* **Document excerpt**
<<<<

If you mean comperatible with Western aircraft, then ISTR that they
weren't. This is not to say that it wasn't done, or indeed the other way
around as well (one of my favourite aircraft has always been the
Pakistan Air Force's Shenyang F-6; where else in the world -- when they
first entered service, anyway; these days, what with refits, etc.... --
could you find a Chinese-built copy of a Russian fighter toting American
AAMs and with a British ejection seat? :-D ), but it required a lot of
work. Part of the difference between East and West bombs, IIRC, was
metric /vs/ Imperial/US Customary weights and measures.
> I thought this was odd at the time so rather suspect it is wrong but
if ancient stocks of Korean War (and older) bombs could be used in
Vietnam (nearly casing the loss of a fission powered carrier) the
standard connectors must be pretty old. I think the Black Buck raid on
the Falklands used elderly bombs as well that turned out not to be so
obsolete after all.

>>>>

* **Task list**
1. Copy everything from "If you mean" down to "weights and measures." in the text on bomb compatibility, replacing "fighter" with "interceptor".
2. Extend the text on bomb compatibility and old bomb stocks, picking up after its last sentence.
The bounding-box material is separate from the text on bomb compatibility.

* **Bounding-box records**
<<<<

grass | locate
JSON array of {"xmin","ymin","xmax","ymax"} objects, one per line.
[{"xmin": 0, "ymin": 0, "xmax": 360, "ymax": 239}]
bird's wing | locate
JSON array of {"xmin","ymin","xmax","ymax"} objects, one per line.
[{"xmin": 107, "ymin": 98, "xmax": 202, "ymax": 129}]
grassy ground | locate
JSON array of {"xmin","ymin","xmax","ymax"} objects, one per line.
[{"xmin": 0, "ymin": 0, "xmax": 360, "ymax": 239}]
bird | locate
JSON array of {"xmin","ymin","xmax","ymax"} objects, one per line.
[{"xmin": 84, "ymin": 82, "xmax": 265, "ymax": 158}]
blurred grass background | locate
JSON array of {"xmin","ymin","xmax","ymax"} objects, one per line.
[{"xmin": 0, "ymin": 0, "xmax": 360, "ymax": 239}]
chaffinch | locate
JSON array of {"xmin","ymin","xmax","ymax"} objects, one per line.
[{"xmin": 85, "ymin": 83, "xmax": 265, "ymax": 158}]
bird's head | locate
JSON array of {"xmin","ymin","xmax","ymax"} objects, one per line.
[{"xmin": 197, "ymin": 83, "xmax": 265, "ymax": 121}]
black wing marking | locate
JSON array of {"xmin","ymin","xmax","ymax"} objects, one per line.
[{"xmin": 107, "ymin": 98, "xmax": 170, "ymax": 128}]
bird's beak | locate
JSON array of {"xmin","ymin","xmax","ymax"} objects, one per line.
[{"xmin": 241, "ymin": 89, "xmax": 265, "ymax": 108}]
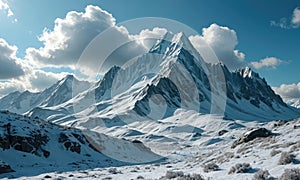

>>>>

* **Expected results**
1.
If you mean comperatible with Western aircraft, then ISTR that they
weren't. This is not to say that it wasn't done, or indeed the other way
around as well (one of my favourite aircraft has always been the
Pakistan Air Force's Shenyang F-6; where else in the world -- when they
first entered service, anyway; these days, what with refits, etc.... --
could you find a Chinese-built copy of a Russian interceptor toting American
AAMs and with a British ejection seat? :-D ), but it required a lot of
work. Part of the difference between East and West bombs, IIRC, was
metric /vs/ Imperial/US Customary weights and measures.

2.
>
Bombs tend not to become obsolete, especially when all that is needed to
make them into a new superwonderweapon is a couple of fins and a
guidance package, as was shown in Vietnam when laser- and
optically-guided bombs first appeared. Take one standard bomb, fit
movable fins, a seeker head and some electronics and you have a bomb
that can take down the Paul Doumer because it can actually hit it in the
right place. And let us not forget the GBU-28 "bunker buster", /alias/ a
length of old gun barrel(?) revamped in much the same way into a
penetration weapon /a la/ Tallboy and Grand Slam, only smaller. Lovely
bit of improvisation there.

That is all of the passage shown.